__Tarea planteada 1__:
Actualice el texto sobre el catolicismo, todo lo que va desde "En este libro" hasta "en su seno.", reemplazando "sinodal" por "participativa".
__Tarea planteada 2__:
Indique si cada una de las siguientes afirmaciones concuerda con el texto sobre el catolicismo. Responda sí o no y cite literalmente las palabras del texto que lo deciden.
(a) La Iglesia Católica nunca ha estado tan extendida por el planeta como en la actualidad.
(b) La Iglesia se encuentra hoy más cerca del poder político que en tiempos de Constantino.
(c) La intuición del autor se apoya exclusivamente en consideraciones sociológicas.

En este libro se defienden dos ideas mayores: que 
lo mejor del catolicismo no está en el pasado, sino que puede estar en 
el futuro, que está delante de nosotros y no detrás. Lo que exige otra 
Iglesia: sinodal, superando el clericalismo, liberándose de la era de la
 cristiandad y, al fin, habilitando completamente a la mujer en su seno.
 La segunda, para significar que, en la era secular, global, plural y 
crecientemente desigual en la que nos encontramos, necesitamos superar 
la fractura binaria entre creyentes y no creyentes, de tal suerte que 
todos los que, con buena voluntad, tengan inquietud por un mundo mejor, 
más justo, puedan trabajar conjuntamente en ello, y desde sus propias 
convicciones personales.
En contra de la opción generalizada 
de que la “edad de oro del cristianismo”, si tal cosa ha existido alguna
 vez, está en el pasado, y hace muchos siglos, quizá estemos en la 
aurora de otro modo de ser cristiano, de vivir el cristianismo en la 
sociedad secular y plural y, quizá, precisamente por ello. Esa intuición
 se basa en consideraciones básica y fundamentalmente, pero no 
exclusivamente, sociológicas. En primer lugar, que nunca la Iglesia 
Católica, en toda su historia de veinte siglos ha sido tan universal, 
tan extendida por el planeta como ahora. No hay, actualmente, instancia 
alguna en el planeta, con una implantación y organización tan 
desarrolladas como la Iglesia Católica, que deviene así, lo que en algún
 lugar he leído, la gran multinacional del espíritu. Además, y, en 
segundo lugar, desde Constantino, nunca ha estado tan alejada del poder 
político como en los tiempos actuales. Nunca ha sido tan libremente 
católica. La edad de oro de la Iglesia católica no estaba atrás, cuando 
los emperadores rendían pleitesía al papa, puede estar en el futuro.

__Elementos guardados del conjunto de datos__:
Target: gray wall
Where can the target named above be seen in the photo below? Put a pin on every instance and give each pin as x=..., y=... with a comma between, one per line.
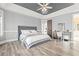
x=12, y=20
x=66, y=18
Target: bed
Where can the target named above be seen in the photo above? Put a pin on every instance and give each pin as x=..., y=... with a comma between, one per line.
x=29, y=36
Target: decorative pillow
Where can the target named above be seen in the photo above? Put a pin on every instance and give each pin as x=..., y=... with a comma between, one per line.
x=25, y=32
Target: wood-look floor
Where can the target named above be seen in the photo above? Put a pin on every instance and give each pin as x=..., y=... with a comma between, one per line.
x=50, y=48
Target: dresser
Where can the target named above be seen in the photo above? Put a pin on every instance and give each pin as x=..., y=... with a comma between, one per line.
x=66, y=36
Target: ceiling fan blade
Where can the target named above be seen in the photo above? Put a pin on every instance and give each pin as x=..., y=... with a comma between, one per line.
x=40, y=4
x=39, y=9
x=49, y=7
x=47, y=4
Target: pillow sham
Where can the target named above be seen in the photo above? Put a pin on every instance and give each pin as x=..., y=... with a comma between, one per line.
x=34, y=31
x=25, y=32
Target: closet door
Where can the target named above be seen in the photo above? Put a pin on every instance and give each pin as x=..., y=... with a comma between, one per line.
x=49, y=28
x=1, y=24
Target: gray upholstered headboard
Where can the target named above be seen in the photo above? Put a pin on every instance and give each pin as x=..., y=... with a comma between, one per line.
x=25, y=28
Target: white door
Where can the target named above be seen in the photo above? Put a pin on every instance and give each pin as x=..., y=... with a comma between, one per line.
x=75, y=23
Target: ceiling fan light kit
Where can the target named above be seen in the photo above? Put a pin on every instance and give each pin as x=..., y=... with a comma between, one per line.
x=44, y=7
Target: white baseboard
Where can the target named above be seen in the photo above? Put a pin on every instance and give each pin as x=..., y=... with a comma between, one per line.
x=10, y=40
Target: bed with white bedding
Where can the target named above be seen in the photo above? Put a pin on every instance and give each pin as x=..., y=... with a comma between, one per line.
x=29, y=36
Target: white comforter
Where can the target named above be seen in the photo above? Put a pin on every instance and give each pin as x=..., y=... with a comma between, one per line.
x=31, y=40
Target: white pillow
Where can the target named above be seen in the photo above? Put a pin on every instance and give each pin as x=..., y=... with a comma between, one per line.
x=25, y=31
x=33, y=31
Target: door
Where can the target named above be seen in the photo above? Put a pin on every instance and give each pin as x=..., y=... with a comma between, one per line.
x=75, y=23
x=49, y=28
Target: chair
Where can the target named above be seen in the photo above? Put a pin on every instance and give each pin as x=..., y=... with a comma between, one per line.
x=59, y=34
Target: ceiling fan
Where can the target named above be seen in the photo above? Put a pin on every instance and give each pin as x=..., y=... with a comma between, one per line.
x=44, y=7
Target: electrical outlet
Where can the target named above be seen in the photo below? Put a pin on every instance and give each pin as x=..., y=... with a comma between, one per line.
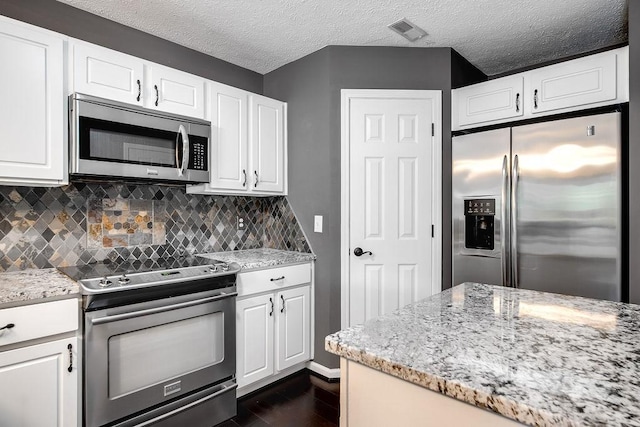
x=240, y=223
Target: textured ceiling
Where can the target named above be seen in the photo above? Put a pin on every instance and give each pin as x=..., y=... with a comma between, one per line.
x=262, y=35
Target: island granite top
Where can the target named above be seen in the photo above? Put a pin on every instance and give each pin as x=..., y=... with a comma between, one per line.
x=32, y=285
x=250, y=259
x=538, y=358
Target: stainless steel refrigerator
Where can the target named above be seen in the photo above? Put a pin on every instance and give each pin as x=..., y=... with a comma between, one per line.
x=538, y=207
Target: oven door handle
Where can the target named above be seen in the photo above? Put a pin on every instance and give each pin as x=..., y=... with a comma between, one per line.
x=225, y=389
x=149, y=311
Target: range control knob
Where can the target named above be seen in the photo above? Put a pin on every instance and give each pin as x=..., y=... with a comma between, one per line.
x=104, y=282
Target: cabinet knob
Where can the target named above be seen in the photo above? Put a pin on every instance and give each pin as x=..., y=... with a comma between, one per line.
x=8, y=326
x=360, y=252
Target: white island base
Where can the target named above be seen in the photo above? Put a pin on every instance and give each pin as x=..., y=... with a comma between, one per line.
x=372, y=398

__Respuesta redactada 1__:
En este libro se defienden dos ideas mayores: que 
lo mejor del catolicismo no está en el pasado, sino que puede estar en 
el futuro, que está delante de nosotros y no detrás. Lo que exige otra 
Iglesia: participativa, superando el clericalismo, liberándose de la era de la
 cristiandad y, al fin, habilitando completamente a la mujer en su seno.

__Respuesta redactada 2__:
(a) Sí: «nunca la Iglesia Católica, en toda su historia de veinte siglos ha sido tan universal, tan extendida por el planeta como ahora».
(b) No: «desde Constantino, nunca ha estado tan alejada del poder político como en los tiempos actuales».
(c) No: «se basa en consideraciones básica y fundamentalmente, pero no exclusivamente, sociológicas».